DATA SHOWN.
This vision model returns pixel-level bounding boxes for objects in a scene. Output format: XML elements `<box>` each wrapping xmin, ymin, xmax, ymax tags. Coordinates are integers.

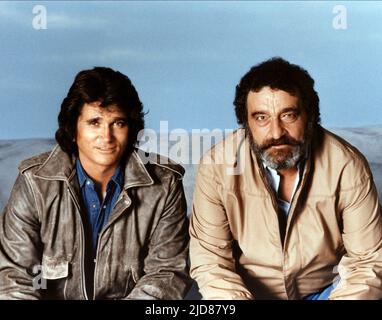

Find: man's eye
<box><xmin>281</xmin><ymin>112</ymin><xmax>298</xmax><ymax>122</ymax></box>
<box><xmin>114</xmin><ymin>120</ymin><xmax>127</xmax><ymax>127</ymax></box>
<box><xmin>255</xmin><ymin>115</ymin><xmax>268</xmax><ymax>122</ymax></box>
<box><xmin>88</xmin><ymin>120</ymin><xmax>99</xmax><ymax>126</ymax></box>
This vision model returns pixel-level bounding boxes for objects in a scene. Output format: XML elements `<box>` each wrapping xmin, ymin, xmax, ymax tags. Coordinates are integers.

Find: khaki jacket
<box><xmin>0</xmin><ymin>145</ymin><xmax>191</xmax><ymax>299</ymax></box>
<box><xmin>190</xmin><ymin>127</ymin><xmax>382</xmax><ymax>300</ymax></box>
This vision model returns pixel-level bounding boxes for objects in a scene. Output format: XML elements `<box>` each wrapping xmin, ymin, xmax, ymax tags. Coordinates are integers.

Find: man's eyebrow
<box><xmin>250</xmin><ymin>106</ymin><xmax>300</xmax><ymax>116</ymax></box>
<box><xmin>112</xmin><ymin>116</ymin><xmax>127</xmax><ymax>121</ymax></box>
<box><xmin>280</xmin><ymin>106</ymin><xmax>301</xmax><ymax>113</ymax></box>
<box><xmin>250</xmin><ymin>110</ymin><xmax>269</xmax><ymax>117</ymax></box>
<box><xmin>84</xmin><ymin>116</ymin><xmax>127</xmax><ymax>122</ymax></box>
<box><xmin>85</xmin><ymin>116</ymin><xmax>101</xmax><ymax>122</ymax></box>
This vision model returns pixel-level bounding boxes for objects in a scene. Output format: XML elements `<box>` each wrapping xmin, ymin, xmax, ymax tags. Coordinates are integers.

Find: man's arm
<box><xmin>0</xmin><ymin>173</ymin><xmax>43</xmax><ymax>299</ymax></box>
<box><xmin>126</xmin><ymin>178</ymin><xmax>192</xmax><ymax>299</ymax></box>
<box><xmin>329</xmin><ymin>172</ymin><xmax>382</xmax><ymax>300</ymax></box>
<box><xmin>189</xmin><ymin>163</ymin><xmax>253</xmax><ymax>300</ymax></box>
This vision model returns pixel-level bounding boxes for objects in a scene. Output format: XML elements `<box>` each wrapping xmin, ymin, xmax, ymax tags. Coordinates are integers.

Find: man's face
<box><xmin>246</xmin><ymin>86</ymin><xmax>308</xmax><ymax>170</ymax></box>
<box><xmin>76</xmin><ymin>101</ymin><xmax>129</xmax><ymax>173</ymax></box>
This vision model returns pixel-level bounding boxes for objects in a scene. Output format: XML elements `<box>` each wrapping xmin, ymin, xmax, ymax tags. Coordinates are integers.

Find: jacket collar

PROBLEM DESCRIPTION.
Please copy the lines above exactly as written, apart from any pictures.

RESULT BELOW.
This vision model returns pixel-level bounding boxes for objects in a scene. Output format: XML elements `<box>` each wrapping xmin, ymin, xmax, ymax tags. Coordinates are integers.


Find: man's eye
<box><xmin>281</xmin><ymin>112</ymin><xmax>298</xmax><ymax>122</ymax></box>
<box><xmin>114</xmin><ymin>120</ymin><xmax>127</xmax><ymax>127</ymax></box>
<box><xmin>255</xmin><ymin>115</ymin><xmax>268</xmax><ymax>122</ymax></box>
<box><xmin>88</xmin><ymin>120</ymin><xmax>99</xmax><ymax>126</ymax></box>
This vision model returns pixel-level bounding boxes for objects in a scene. Output format: XML elements `<box>` each wrapping xmin, ymin, xmax, ymax tags. Coordinates are integers.

Find: khaki jacket
<box><xmin>0</xmin><ymin>145</ymin><xmax>191</xmax><ymax>299</ymax></box>
<box><xmin>190</xmin><ymin>127</ymin><xmax>382</xmax><ymax>300</ymax></box>
This vision model returns pixel-level bounding boxes for objects in a scene. Output format: XML elements `<box>` each wrapping xmin, ymin, xmax, ymax tags. Coordinates are integers.

Find: man's eyebrow
<box><xmin>250</xmin><ymin>106</ymin><xmax>300</xmax><ymax>116</ymax></box>
<box><xmin>112</xmin><ymin>116</ymin><xmax>127</xmax><ymax>121</ymax></box>
<box><xmin>280</xmin><ymin>106</ymin><xmax>301</xmax><ymax>113</ymax></box>
<box><xmin>250</xmin><ymin>110</ymin><xmax>269</xmax><ymax>117</ymax></box>
<box><xmin>84</xmin><ymin>116</ymin><xmax>127</xmax><ymax>122</ymax></box>
<box><xmin>85</xmin><ymin>116</ymin><xmax>101</xmax><ymax>122</ymax></box>
This vision model returns pixel-level bounding boxes for objects in a scene. Output format: XML elements `<box>` each wrapping xmin, ymin, xmax, ymax tags. Coordinates are integers.

Find: man's arm
<box><xmin>0</xmin><ymin>173</ymin><xmax>43</xmax><ymax>299</ymax></box>
<box><xmin>126</xmin><ymin>178</ymin><xmax>192</xmax><ymax>299</ymax></box>
<box><xmin>329</xmin><ymin>172</ymin><xmax>382</xmax><ymax>300</ymax></box>
<box><xmin>189</xmin><ymin>163</ymin><xmax>253</xmax><ymax>300</ymax></box>
This vision model returns pixel-level bounding boxes for objects in a scene. Output format: XML elements `<box>` each wrapping xmin, ymin, xmax, ymax tags. Coordinates are integers.

Find: man's face
<box><xmin>246</xmin><ymin>86</ymin><xmax>308</xmax><ymax>170</ymax></box>
<box><xmin>76</xmin><ymin>101</ymin><xmax>129</xmax><ymax>173</ymax></box>
This vision model returns pixel-level bounding boxes for objects in a scene. Output format: XML elements `<box>` each wrapping xmin, ymin, xmax, ymax tags. Coordinates are integers.

Find: jacket collar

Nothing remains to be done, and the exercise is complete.